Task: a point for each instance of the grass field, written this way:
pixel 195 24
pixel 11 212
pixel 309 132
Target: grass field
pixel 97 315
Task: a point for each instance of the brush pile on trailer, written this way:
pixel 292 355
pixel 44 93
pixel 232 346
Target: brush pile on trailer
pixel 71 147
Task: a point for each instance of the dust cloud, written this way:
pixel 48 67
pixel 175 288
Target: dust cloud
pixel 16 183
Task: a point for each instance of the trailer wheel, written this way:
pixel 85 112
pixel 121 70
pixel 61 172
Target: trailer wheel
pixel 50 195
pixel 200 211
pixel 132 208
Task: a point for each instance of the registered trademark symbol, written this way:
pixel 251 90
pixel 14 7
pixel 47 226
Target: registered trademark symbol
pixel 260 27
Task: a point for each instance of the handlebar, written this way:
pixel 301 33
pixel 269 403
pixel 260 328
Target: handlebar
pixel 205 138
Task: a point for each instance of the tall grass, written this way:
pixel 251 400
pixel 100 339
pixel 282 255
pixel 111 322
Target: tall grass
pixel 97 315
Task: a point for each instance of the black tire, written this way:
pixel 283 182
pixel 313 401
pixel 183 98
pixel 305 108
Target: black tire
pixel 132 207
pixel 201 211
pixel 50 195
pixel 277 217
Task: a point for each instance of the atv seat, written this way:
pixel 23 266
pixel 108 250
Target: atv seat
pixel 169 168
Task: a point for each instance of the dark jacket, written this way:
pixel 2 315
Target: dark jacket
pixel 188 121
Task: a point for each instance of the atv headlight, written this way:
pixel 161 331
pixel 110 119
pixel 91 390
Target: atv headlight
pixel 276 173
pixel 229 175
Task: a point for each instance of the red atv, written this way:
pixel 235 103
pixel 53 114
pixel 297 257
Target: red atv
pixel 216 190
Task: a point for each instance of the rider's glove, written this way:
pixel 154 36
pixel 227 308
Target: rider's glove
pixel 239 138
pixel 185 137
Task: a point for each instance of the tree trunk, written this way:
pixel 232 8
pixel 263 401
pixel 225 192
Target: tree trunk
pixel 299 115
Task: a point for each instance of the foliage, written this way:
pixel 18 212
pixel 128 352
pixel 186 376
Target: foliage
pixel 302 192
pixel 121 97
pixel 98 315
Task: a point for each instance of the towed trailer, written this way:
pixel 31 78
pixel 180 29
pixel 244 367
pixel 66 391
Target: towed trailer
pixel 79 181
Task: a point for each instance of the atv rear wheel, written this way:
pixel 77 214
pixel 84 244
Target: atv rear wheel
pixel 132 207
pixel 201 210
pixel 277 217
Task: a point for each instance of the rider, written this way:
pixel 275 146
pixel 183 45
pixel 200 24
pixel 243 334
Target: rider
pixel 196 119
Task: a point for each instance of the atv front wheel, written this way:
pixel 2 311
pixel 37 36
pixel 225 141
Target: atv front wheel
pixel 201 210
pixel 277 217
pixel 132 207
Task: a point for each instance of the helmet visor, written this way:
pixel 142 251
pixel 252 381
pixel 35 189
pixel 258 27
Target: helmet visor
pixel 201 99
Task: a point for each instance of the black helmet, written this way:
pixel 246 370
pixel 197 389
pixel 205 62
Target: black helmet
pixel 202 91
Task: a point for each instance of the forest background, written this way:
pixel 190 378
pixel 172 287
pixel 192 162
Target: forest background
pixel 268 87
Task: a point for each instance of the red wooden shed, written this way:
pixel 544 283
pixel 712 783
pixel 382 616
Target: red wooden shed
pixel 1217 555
══════════════════════════════
> **EXERCISE PROMPT**
Rewrite every line of the records above as a JSON list of strings, one string per line, skipping any blank lines.

> **RESPONSE TO THE TASK**
[
  "Task: a point for each instance of the grass field, written this way:",
  "pixel 195 24",
  "pixel 11 212",
  "pixel 309 132",
  "Target: grass field",
  "pixel 97 315",
  "Task: a point for each instance of the brush pile on trailer, written this way:",
  "pixel 292 355",
  "pixel 44 93",
  "pixel 232 346",
  "Target: brush pile on trailer",
  "pixel 71 147",
  "Task: a point for each instance of the dust cloud, written this way:",
  "pixel 48 67",
  "pixel 175 288",
  "Target: dust cloud",
  "pixel 16 183",
  "Task: a point for each instance of the trailer wheel, written this way:",
  "pixel 85 112",
  "pixel 121 70",
  "pixel 61 172",
  "Target: trailer wheel",
  "pixel 50 195",
  "pixel 200 211",
  "pixel 132 208",
  "Task: a point for each instance of the registered trademark symbol, written this way:",
  "pixel 251 90",
  "pixel 14 7",
  "pixel 47 226",
  "Target: registered trademark symbol",
  "pixel 260 27",
  "Task: a point for each instance of the handlebar, written this way:",
  "pixel 301 33",
  "pixel 269 403",
  "pixel 260 328",
  "Target: handlebar",
  "pixel 205 138",
  "Task: a point for each instance of the tall grass, written this way:",
  "pixel 251 400",
  "pixel 100 339",
  "pixel 282 255",
  "pixel 111 322",
  "Target: tall grass",
  "pixel 97 315",
  "Task: a point for each instance of the black tire, written this way:",
  "pixel 283 182",
  "pixel 313 401",
  "pixel 183 98",
  "pixel 305 108",
  "Target: black tire",
  "pixel 132 207",
  "pixel 201 211",
  "pixel 50 195",
  "pixel 277 217",
  "Task: a point for each instance of the atv seat, written this way:",
  "pixel 23 266",
  "pixel 108 250",
  "Target: atv seat",
  "pixel 169 168",
  "Task: a point for each instance of the dark jacket, written this way:",
  "pixel 2 315",
  "Target: dark jacket",
  "pixel 188 121",
  "Task: a point for each instance of the atv headlight, written this way:",
  "pixel 161 331",
  "pixel 110 119",
  "pixel 91 390",
  "Target: atv headlight",
  "pixel 276 173",
  "pixel 229 175",
  "Task: a point for each instance of the red atv, written this way:",
  "pixel 235 103",
  "pixel 53 114",
  "pixel 297 257",
  "Target: red atv",
  "pixel 216 190",
  "Task: a point for each instance of the rider's glove, written this way:",
  "pixel 154 36",
  "pixel 227 308",
  "Target: rider's glove",
  "pixel 239 138",
  "pixel 185 137",
  "Task: a point for each instance of the tree trunk, written this way:",
  "pixel 232 8",
  "pixel 263 401",
  "pixel 225 192",
  "Target: tree trunk",
  "pixel 299 115",
  "Task: a point for each instance of the foliage, written this way:",
  "pixel 18 212",
  "pixel 128 352",
  "pixel 186 376",
  "Target: foliage",
  "pixel 302 192",
  "pixel 121 97",
  "pixel 98 315",
  "Task: a point for each instance of the towed trailer, written this way:",
  "pixel 31 78",
  "pixel 180 29",
  "pixel 244 367",
  "pixel 66 391",
  "Target: towed trailer",
  "pixel 79 181",
  "Task: a point for each instance of the atv rear wheel, written this way:",
  "pixel 77 214",
  "pixel 84 244",
  "Target: atv rear wheel",
  "pixel 132 207",
  "pixel 201 210",
  "pixel 277 217",
  "Task: a point for each instance of the rider, written this way:",
  "pixel 275 146",
  "pixel 183 45",
  "pixel 200 24",
  "pixel 243 334",
  "Target: rider",
  "pixel 196 119",
  "Task: a point for each instance of the atv front wheel, written this way:",
  "pixel 2 311",
  "pixel 37 36",
  "pixel 225 141",
  "Target: atv front wheel",
  "pixel 201 210",
  "pixel 277 217",
  "pixel 132 207",
  "Task: a point for each instance of the helmet visor, written this way:",
  "pixel 142 251",
  "pixel 252 381",
  "pixel 35 189",
  "pixel 258 27",
  "Target: helmet visor",
  "pixel 201 99",
  "Task: a point for each instance of the black helmet, written this way:",
  "pixel 246 370",
  "pixel 197 389",
  "pixel 205 62",
  "Target: black helmet",
  "pixel 202 91",
  "Task: a point for each instance of the forest background, written this way:",
  "pixel 190 378",
  "pixel 172 287",
  "pixel 192 162",
  "Target: forest background",
  "pixel 268 87",
  "Task: a point for each instance of the red wooden shed, written this way:",
  "pixel 544 283",
  "pixel 712 783",
  "pixel 382 616",
  "Target: red wooden shed",
  "pixel 1217 555"
]